■ Things to do:
1. Answer these questions about the news report on the AGENT IDE trial, one per line:
(a) Which company makes the Agent drug-coated balloon?
(b) At which meeting were the AGENT IDE trial findings reported?
(c) According to Yeh, what share of all PCIs done in the USA are for in-stent restenosis?
2. Rewrite the news report on the AGENT IDE trial from "Robert W Yeh" up to and including "San Francisco, USA).", replacing "late-breaking" with "featured".
3. Carry on the news report about the AGENT IDE trial, picking up after its last sentence.

■ Selected excerpt:
The first US randomised trial investigating the safety and efficacy on the use of a drug-coated balloon (DCB) for the treatment of coronary in-stent restenosis (ISR) has shown the superiority of the Agent (Boston Scientific) DCB compared to conventional balloon angioplasty for a primary endpoint of target lesion failure at one year.
Robert W Yeh (Beth Israel Deaconess Medical Center, Boston, USA) reported the findings of the AGENT IDE trial during a late-breaking trial session at the 2023 TCT meeting (23–26 October, San Francisco, USA).
“It turns out that despite improvements in drug eluting stent technology, in-stent restenosis is still quite common. In fact, 10% of all the PCIs [percutaneous coronary interventions] we do in the USA are for in-stent restenosis,” Yeh told Cardiovascular News. “We do not often have great treatments for those patients, some of those patients have multiple layers of previously placed stent, where you do not really want to put in an additional third, or maybe a fourth layer of metal, and so as a result of that, those patients even have high recurrent restenosis rates even if you do put in another stent, so we are really looking for new therapies to treat these patients.”
Yeh showed that the paclitaxel-coated Agent device demonstrated statistical superiority to uncoated balloon angioplasty (17.9% vs. 28.7%), a finding that elicited applause from the TCT Innovation & Clinical Science Theater audience.

■ Information supplied:
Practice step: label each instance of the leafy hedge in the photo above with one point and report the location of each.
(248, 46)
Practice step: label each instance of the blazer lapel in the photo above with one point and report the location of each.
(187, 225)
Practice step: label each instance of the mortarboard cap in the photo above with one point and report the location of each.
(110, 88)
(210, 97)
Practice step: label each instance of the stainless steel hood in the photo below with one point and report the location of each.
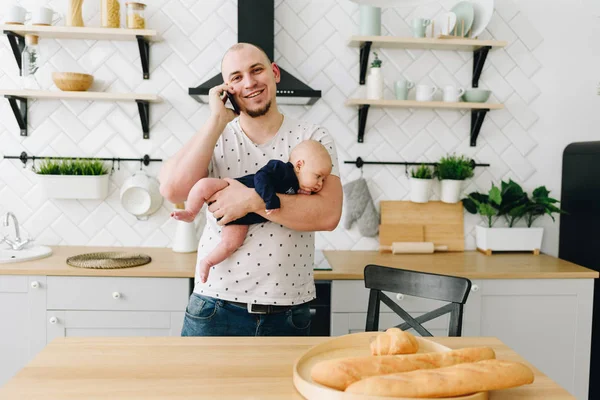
(256, 25)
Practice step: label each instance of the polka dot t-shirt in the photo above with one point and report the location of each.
(274, 265)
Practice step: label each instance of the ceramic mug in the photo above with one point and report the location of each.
(419, 26)
(425, 92)
(402, 86)
(44, 16)
(16, 15)
(452, 93)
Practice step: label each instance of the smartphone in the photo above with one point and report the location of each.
(236, 108)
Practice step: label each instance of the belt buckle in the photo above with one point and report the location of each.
(251, 311)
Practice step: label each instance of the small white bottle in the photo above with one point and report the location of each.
(375, 80)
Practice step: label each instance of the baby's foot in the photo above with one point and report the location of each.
(183, 215)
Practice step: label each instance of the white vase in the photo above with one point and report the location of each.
(375, 84)
(509, 239)
(75, 186)
(451, 190)
(420, 190)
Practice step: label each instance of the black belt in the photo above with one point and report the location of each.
(261, 308)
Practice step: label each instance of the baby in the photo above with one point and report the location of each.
(305, 172)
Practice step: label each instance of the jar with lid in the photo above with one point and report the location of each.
(135, 15)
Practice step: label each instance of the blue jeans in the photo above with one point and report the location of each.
(207, 316)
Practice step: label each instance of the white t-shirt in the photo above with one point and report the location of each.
(274, 265)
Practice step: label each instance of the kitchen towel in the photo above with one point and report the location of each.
(360, 208)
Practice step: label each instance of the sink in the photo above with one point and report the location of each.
(26, 254)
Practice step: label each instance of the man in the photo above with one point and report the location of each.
(265, 286)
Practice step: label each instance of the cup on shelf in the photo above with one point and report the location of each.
(45, 16)
(425, 92)
(16, 15)
(402, 86)
(419, 25)
(452, 94)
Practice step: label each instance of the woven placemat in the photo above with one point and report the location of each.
(108, 260)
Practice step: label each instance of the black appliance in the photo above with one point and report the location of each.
(580, 229)
(256, 25)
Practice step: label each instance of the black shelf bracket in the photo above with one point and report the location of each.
(144, 109)
(365, 49)
(479, 57)
(17, 44)
(363, 112)
(144, 47)
(19, 107)
(477, 117)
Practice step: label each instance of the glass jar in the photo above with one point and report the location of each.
(135, 15)
(110, 14)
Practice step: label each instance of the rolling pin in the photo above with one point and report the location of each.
(412, 248)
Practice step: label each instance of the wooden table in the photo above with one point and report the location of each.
(199, 368)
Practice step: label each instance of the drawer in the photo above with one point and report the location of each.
(352, 296)
(117, 293)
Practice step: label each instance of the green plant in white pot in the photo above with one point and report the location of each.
(421, 179)
(511, 203)
(452, 170)
(73, 179)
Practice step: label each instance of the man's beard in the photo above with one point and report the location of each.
(260, 112)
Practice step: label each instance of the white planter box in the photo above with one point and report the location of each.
(75, 186)
(509, 239)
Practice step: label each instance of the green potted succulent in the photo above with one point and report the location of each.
(421, 179)
(73, 179)
(452, 170)
(511, 203)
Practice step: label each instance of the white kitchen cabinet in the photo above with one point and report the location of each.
(547, 321)
(22, 325)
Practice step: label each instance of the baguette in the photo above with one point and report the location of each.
(456, 380)
(394, 341)
(340, 373)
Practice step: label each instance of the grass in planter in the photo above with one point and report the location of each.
(454, 167)
(423, 172)
(72, 167)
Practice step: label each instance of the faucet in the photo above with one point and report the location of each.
(18, 243)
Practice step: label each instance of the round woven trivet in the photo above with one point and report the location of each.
(108, 260)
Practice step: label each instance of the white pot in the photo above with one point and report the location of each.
(451, 190)
(420, 190)
(75, 186)
(509, 239)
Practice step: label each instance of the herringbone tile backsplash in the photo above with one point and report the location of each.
(311, 42)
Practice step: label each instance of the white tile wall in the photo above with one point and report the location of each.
(312, 40)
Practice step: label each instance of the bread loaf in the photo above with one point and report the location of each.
(456, 380)
(340, 373)
(394, 341)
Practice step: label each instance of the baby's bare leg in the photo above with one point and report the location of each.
(232, 238)
(200, 193)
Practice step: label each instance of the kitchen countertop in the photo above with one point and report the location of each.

■ Responses in order:
1.
(a) Boston Scientific
(b) The 2023 TCT meeting
(c) 10%

2.
Robert W Yeh (Beth Israel Deaconess Medical Center, Boston, USA) reported the findings of the AGENT IDE trial during a featured trial session at the 2023 TCT meeting (23–26 October, San Francisco, USA).

3.
The endpoint differences were predominantly driven by reduced rates of myocardial infarction related to the target vessel (TV-MI) and the need for a target lesion revascularisation (TLR) procedure. Overall, data demonstrated an approximate 38% relative risk reduction in TLF.
These data include the first 480 of 600 patients enrolled across 40 US sites. Within the patient population, 44% had multiple stent layers in the target lesion, and 51% were diabetic.
The AGENT DCB was approved in Japan in 2023 and received CE mark in 2014 for the treatment of patients with ISR and previously untreated small vessel coronary disease.
The technology was granted breakthrough device designation by the US Food and Drug Administration (FDA) in 2021, but presently there are no DCB technologies with FDA 510(k) approval for use in the treatment of coronary disease.